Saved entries
::::::::::
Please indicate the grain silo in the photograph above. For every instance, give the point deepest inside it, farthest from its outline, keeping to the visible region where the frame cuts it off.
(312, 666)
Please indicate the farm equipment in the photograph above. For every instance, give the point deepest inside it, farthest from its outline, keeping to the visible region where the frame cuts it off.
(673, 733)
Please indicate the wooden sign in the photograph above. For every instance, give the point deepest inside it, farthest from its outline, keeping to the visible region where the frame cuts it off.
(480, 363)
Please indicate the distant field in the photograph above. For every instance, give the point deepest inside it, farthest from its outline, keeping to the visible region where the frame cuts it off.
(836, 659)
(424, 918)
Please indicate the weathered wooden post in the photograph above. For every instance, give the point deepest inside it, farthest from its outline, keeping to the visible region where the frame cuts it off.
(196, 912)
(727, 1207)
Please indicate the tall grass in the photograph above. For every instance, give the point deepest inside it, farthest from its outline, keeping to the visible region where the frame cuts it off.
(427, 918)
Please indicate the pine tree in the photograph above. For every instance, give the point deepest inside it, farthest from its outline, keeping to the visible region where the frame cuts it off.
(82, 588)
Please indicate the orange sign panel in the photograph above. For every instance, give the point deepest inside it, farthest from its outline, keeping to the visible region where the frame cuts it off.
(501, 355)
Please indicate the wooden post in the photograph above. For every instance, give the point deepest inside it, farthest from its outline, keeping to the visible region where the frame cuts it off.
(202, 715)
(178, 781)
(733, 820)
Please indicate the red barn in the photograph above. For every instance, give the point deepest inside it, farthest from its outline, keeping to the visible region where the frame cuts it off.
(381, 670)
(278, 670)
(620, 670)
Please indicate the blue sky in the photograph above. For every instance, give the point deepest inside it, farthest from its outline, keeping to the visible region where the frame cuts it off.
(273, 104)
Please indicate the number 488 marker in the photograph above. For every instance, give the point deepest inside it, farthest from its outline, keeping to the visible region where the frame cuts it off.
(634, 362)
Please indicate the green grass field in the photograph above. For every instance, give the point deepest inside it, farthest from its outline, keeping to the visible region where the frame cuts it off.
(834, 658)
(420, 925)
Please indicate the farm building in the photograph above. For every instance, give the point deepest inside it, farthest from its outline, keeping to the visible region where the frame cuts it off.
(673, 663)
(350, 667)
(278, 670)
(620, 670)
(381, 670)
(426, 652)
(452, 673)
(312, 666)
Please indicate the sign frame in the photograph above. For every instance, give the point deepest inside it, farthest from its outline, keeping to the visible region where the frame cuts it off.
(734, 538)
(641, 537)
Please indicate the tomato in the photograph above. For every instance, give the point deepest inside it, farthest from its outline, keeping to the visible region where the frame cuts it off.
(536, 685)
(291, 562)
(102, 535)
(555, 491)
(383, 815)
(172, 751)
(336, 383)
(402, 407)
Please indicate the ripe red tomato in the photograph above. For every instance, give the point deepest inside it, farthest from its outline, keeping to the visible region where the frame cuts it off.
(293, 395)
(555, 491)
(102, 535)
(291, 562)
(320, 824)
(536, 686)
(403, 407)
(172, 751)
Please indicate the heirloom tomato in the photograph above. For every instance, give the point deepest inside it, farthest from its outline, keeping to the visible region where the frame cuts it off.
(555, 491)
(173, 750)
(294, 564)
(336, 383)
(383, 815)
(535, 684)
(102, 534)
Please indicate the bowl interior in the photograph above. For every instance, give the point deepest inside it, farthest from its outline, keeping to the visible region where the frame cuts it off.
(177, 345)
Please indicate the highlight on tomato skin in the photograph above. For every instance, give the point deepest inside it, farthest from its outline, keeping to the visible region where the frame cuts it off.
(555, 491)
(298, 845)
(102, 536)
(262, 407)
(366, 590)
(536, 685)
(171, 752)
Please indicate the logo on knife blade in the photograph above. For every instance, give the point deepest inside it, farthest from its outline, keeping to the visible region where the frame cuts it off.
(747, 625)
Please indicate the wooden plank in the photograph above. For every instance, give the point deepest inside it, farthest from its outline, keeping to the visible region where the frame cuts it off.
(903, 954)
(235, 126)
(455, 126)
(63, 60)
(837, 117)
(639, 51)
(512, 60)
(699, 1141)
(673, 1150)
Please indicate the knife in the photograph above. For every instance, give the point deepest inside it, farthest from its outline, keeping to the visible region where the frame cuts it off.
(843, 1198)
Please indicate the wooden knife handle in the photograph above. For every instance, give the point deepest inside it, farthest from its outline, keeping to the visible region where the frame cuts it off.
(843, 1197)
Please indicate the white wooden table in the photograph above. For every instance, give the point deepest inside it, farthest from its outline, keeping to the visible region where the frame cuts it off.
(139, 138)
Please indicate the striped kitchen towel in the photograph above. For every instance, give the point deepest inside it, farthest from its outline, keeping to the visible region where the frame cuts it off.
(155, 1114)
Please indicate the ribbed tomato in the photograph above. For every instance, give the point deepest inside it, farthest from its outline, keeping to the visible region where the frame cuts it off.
::::::::::
What the exercise asks
Please output all the lines above exactly as given.

Expected answer
Please indicate the grain silo in the photograph above. For every instance, give the point deepest inside it, farthest from its outline, keeping to the visible region where the frame cuts it off.
(312, 666)
Please indicate the farm equipment in the photograph above. For every instance, give the point deepest inside it, farthest from its outline, keeping to the visible region where the frame cuts it off.
(673, 733)
Please indicate the wooden sign in the photograph above. For every instance, give the point deepest inside it, farthest from its outline, keeping to the visible region where the frame cuts it off.
(480, 363)
Please indicate the distant field in the photograph above. For every instance, give the point deepest inside it, farthest from its outline, keeping to the visible region where the frame cuts it off.
(836, 659)
(424, 918)
Please indicate the weathered wooden post in the photograph above. For every instance, give the point deepest inside it, farthest from its outline, keeping to the visible region where the frame cuts it off.
(196, 912)
(727, 1207)
Please indicate the tall grass in the photograph above. For every instance, give the point deepest inside it, farthest from its outline, keeping to the visible region where the frame cuts it off.
(427, 918)
Please indicate the pine tree in the photograph above. For every instance, give the point deepest inside it, farthest from its outline, keeping to the visible region where the frame cuts it off.
(82, 588)
Please indicate the orange sign panel in the photograph above. For every instance, give the point deepest inside it, farthest from its outline, keeping to the visible region where the frame cuts it off.
(501, 355)
Please indicate the wooden post in the photograph above. For every instance, give the point deepest inside it, farthest from its outline, keeping to the visible region where the frame cuts it off.
(202, 715)
(178, 781)
(733, 820)
Please indicate the red barn in the photograph above. For every instance, give the point deepest inside it, farthest from its outline, keeping to the visible region where the frame cuts it off.
(381, 670)
(278, 670)
(620, 670)
Please indicate the blue sky in the photograph above. For every instance, give the point deepest inside it, farthest from its outline, keeping to the visible region where the frame cuts it off.
(273, 104)
Please indicate the number 488 marker in the photograph above. For every instance, give the point deepest inside it, farthest from its outline, keeping to the visible region where the frame cuts it off.
(634, 362)
Please indicate the green grass field in the photograph above. For every instance, give the point deepest inside it, farthest from its outline, keeping to the visible region where the frame cuts it off.
(834, 658)
(420, 925)
Please indicate the farm building in the photograph above. For every instance, give the point deepest inside it, farthest from its outline, keeping to the visible region where the frame cuts it off.
(673, 663)
(350, 667)
(278, 670)
(620, 670)
(381, 670)
(426, 652)
(452, 673)
(312, 666)
Please indicate the sign frame in the photograph above. For every instance, give the point deepest inside it, farthest from its outline, keeping to the visible region where the frame cuts it off.
(734, 538)
(641, 537)
Please indicate the tomato in the photograph above. For every instance, give the point deepest inside it, farthest from its outline, keeping to the visible region where the frame cuts it off.
(536, 685)
(291, 562)
(102, 535)
(555, 491)
(383, 815)
(172, 751)
(336, 383)
(402, 407)
Please indicate the ripe red tomato in the photograph above. For every instance, give the point deepest inside it, farthest from its outline, keeping to the visible region where the frame cuts it off.
(293, 395)
(555, 491)
(102, 535)
(291, 562)
(320, 824)
(536, 686)
(403, 407)
(172, 751)
Please indicate the heirloom tomato in the photograph above. For every instance, give the point deepest inside it, farthest from its outline, keeping to the visible region where the frame cuts it off.
(555, 491)
(173, 750)
(294, 564)
(336, 383)
(383, 815)
(535, 684)
(102, 534)
Please indicate the bowl interior in the photograph above. For every instance, give the point deepest inside it, farthest from its outline, keeping to the visible region where the frame cuts it off.
(177, 345)
Please indicate the highlight on tomato skin in the photograph above. For every instance, give the point deepest inside it, farthest from its outline, keeping to the visible region where the frame cuts it off.
(555, 491)
(298, 845)
(102, 536)
(262, 407)
(366, 590)
(536, 685)
(171, 752)
Please indicate the logo on knife blade in the photograph above. For every instance, give the point deepest inside it, farthest from its outline, keeping to the visible region where the frame cuts it off.
(747, 625)
Please indicate the wooden plank in the photograph above. For every instance, give the point deepest inside it, farthest from its outline, keeping to the visible region where the frame cuts it off.
(903, 954)
(235, 126)
(455, 126)
(63, 60)
(837, 117)
(639, 51)
(512, 60)
(699, 1141)
(673, 1150)
Please indicate the knife in the photograph above. For every instance, give the point deepest inside it, farthest from its outline, keeping to the visible region where the frame cuts it off.
(843, 1198)
Please indicate the wooden knife handle in the photograph above. For every instance, give the point deepest inside it, farthest from its outline, keeping to the visible region where the frame cuts it off.
(843, 1197)
Please indicate the white wooden table in the photograph above. For every instance, give the point deepest inside it, farthest from its outline, keeping to the visible region where the frame cuts it off.
(139, 138)
Please indicate the striped kitchen towel in the photograph above. For every instance, give the point deepest inside it, farthest from its outline, keeping to the visible region where the frame cuts it off.
(155, 1114)
Please indicate the ribbed tomato in the photograph above. For every instance, give the point deepest inside it, farthest from its outline, keeping to the visible region where the frame cuts it off.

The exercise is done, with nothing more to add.